**STATED TASK**
Extract the lines below word for word, omitting the picture.

**STORED RECORDS**
--- Begin ---

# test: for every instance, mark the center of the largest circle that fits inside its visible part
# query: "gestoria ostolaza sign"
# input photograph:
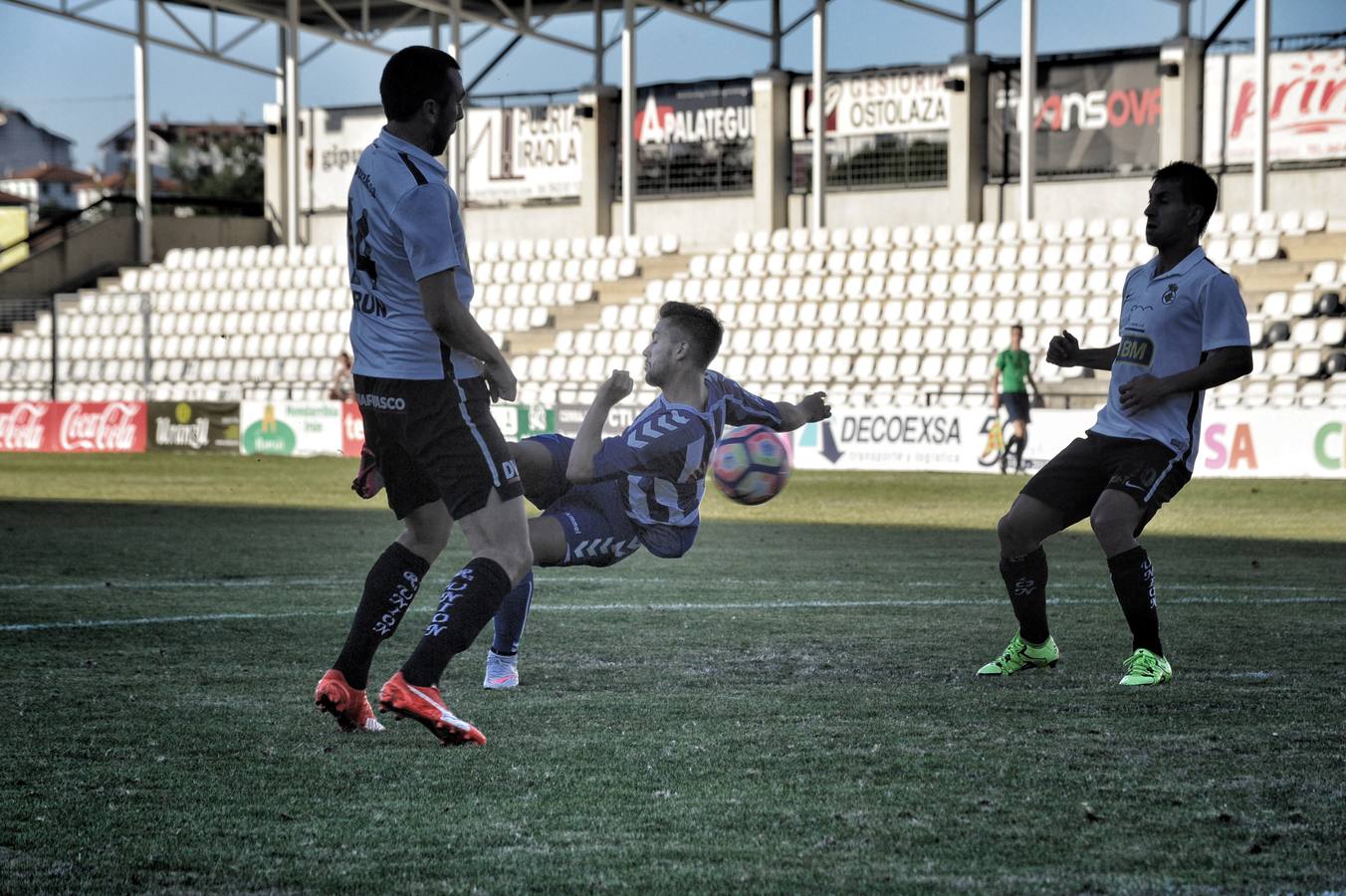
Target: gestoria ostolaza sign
(73, 427)
(903, 102)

--- End ---

**ANSWER TO THE PROBLEM**
# test: for every instance, mark the center of the largest circle that fits inside its visible part
# query: "gestoria ostolaza sign"
# input photograph:
Target: gestoria ostolaza sign
(73, 427)
(903, 102)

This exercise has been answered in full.